Exercise material below:

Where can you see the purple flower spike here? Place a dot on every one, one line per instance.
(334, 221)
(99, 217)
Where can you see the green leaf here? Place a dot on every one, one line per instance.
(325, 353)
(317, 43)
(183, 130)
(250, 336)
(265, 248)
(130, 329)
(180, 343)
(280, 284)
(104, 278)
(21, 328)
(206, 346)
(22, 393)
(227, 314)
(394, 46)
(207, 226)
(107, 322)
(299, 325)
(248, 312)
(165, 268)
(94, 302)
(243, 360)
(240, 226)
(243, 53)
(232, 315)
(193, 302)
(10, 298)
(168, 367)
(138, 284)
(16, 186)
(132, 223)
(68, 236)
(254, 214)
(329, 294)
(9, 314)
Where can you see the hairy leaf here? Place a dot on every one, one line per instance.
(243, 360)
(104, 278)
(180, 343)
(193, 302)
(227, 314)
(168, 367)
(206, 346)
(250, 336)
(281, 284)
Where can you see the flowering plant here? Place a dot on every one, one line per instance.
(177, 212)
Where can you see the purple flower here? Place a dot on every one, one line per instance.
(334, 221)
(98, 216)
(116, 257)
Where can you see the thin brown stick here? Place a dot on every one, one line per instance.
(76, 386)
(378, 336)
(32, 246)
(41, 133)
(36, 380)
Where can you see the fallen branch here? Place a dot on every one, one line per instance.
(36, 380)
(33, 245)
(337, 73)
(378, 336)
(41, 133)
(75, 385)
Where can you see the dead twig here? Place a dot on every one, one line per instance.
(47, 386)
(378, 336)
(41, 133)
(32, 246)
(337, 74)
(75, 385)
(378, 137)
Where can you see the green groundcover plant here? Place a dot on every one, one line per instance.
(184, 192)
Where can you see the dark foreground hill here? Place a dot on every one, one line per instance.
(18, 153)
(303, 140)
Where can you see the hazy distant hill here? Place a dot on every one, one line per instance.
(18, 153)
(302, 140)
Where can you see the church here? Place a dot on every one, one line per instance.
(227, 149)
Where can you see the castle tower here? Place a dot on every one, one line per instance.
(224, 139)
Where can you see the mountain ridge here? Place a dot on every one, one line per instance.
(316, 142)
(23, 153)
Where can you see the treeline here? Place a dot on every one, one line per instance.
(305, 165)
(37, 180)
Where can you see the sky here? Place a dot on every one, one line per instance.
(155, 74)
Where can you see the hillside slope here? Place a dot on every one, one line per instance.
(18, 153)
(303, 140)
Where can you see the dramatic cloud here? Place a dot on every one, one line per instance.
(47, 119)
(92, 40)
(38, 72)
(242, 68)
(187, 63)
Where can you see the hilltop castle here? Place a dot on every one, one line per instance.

End of Exercise material.

### Exercise aim
Your answer must be the records themselves, output again exactly.

### Solution for this task
Where can you see the purple flower spike here? Place a dot on every one, one line per instance.
(334, 221)
(99, 217)
Where can you see the green leaf here? Place a dot on every one, one line per instance.
(325, 353)
(317, 43)
(183, 130)
(250, 336)
(265, 248)
(130, 329)
(180, 343)
(280, 284)
(104, 278)
(21, 328)
(206, 346)
(22, 393)
(227, 314)
(394, 46)
(207, 226)
(107, 322)
(299, 325)
(248, 312)
(165, 268)
(94, 302)
(243, 360)
(240, 226)
(243, 53)
(232, 315)
(193, 302)
(10, 298)
(168, 367)
(138, 284)
(16, 186)
(132, 223)
(68, 236)
(254, 214)
(329, 294)
(9, 314)
Where can you see the hairy leaf here? Place a dot on every one, one line per instance.
(243, 360)
(104, 278)
(180, 343)
(193, 302)
(227, 314)
(168, 367)
(206, 346)
(250, 336)
(281, 284)
Where can you see the flowering plant here? Place a dot on every one, one line per instance.
(177, 212)
Where can you see the purple flower here? Place a dot on every one, one line per instance.
(334, 221)
(98, 216)
(116, 257)
Where can you see the thin brown stick here? Place a dot on every one, one line per instance.
(76, 386)
(378, 336)
(32, 246)
(41, 133)
(36, 380)
Where can you see the fallen branch here? Place a dot on every one, one line per instance.
(36, 380)
(33, 245)
(337, 73)
(378, 336)
(41, 133)
(75, 385)
Where can you see the dead twig here? Place a dot on every one, one line per instance.
(47, 386)
(378, 336)
(41, 133)
(32, 246)
(337, 74)
(75, 385)
(378, 137)
Where can you see the green groundcover plant here? Place a dot on every one, one line per instance.
(184, 192)
Where can you see the dark foreground hill here? Place a dot on every one, one line per instance.
(18, 153)
(303, 140)
Where can you see the hazy distant hill here? Place a dot on every one, one line per instance.
(18, 153)
(302, 140)
Where can you see the church here? Place a dot on every one, one line per instance.
(227, 149)
Where can you see the castle tower here? Place a dot on every one, one line per instance.
(224, 139)
Where can you see the mountain ridge here? Place a dot on every one, one line per instance.
(316, 142)
(23, 153)
Where can you see the treeline here? Place a dot on every one, one line per instance.
(305, 165)
(37, 180)
Where can you see the sky here? Place a dot on every one, one line per instance.
(155, 74)
Where can you see the hillside slope here? Place a dot on every one, one line per instance.
(18, 153)
(303, 140)
Where can you see the dramatic cloud here? Place a dot on every one, one line per instance.
(47, 119)
(92, 40)
(38, 72)
(242, 68)
(187, 63)
Where can you see the hilltop castle here? Place a dot on every one, one line per instance.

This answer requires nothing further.